▸ **WHAT TO DO**:
Only the lines holding "rolled" are wanted. Copy every one from the records below.

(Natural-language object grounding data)
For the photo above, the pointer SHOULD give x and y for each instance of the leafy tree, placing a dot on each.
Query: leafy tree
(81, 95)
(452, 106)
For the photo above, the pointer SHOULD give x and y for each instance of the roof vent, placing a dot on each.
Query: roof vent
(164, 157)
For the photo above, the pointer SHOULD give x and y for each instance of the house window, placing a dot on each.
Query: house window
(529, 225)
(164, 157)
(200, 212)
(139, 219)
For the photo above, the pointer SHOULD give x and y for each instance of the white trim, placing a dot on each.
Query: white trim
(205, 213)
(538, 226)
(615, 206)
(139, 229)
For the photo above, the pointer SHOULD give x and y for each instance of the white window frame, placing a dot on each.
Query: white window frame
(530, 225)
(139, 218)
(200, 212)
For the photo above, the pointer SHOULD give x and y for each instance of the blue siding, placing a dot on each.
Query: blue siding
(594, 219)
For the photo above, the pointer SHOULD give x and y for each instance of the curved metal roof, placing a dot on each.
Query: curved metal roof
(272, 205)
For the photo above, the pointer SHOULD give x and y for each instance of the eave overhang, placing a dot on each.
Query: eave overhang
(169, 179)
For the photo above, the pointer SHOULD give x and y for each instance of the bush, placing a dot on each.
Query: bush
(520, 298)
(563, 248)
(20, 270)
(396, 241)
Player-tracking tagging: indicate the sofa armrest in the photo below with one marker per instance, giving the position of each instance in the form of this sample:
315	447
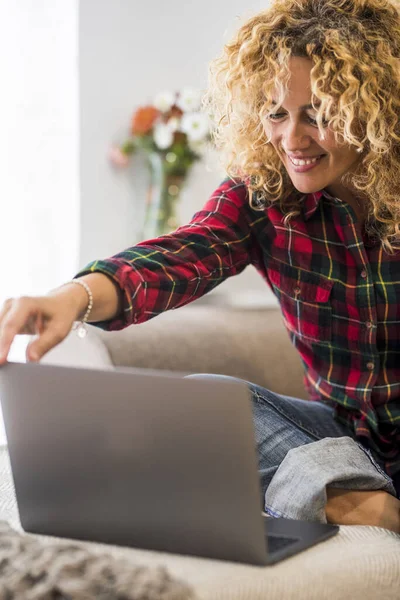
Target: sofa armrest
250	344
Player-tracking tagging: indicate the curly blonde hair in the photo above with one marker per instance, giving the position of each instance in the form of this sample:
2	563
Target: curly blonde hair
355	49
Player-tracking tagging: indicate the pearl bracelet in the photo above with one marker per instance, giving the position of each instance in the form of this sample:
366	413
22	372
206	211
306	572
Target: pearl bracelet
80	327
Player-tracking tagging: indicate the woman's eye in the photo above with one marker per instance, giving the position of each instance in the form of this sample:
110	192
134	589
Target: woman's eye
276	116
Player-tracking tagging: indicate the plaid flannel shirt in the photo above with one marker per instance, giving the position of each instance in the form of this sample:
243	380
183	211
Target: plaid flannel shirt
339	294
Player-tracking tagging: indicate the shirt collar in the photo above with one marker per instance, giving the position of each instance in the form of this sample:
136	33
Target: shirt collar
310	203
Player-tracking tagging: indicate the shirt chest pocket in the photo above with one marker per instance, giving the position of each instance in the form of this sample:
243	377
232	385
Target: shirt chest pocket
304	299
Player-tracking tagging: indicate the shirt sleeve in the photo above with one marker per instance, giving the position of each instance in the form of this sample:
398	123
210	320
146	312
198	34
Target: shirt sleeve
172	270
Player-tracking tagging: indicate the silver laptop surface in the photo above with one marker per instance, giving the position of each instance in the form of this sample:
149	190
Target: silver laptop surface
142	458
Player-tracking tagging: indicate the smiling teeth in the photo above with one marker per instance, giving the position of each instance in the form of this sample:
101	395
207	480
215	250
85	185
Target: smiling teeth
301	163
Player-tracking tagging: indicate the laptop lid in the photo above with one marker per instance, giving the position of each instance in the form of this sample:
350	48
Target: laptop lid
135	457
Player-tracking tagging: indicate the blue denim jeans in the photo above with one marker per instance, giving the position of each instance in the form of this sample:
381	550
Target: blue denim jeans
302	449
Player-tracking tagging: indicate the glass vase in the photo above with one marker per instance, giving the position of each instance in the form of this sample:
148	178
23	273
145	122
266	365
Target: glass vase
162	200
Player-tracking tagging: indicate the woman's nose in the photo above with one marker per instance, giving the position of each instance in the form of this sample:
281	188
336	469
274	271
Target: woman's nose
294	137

---

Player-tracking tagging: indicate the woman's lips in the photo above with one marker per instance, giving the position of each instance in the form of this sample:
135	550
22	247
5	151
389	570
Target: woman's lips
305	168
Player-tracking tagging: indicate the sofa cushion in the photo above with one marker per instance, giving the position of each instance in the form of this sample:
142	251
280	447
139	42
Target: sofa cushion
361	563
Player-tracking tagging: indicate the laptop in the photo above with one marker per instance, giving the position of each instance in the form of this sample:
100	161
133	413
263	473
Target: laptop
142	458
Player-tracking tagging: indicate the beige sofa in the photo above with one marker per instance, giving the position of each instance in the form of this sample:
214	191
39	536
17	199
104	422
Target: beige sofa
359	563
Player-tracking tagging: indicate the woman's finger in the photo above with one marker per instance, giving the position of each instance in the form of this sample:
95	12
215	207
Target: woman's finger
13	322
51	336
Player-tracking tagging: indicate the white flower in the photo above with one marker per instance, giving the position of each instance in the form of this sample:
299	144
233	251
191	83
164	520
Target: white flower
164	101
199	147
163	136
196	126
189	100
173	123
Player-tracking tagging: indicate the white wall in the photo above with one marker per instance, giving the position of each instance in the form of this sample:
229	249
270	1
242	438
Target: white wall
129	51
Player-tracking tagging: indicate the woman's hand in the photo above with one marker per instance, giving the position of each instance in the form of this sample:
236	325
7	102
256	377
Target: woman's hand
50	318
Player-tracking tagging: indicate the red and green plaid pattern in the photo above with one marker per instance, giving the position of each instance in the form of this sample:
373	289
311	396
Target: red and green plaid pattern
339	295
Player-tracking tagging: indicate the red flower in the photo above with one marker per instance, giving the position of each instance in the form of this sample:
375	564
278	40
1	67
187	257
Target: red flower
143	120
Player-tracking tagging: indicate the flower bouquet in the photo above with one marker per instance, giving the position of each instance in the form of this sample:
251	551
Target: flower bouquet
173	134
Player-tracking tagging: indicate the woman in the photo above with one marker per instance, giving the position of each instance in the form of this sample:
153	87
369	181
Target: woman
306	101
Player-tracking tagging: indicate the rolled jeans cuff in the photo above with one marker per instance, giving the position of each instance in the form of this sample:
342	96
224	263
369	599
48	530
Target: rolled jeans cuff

--

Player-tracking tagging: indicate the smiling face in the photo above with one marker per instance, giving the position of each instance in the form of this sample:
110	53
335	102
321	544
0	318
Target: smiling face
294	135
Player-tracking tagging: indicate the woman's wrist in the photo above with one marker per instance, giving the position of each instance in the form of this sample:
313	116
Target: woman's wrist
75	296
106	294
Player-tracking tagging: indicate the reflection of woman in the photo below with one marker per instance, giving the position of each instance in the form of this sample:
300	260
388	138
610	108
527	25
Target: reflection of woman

▸ **EXERCISE OUTPUT**:
Player-tracking tagging: indicate the rolled jeans cuff in the photo above with one marker per instance, giving the position of each instance in the form of this sample:
Target: rolled jeans cuff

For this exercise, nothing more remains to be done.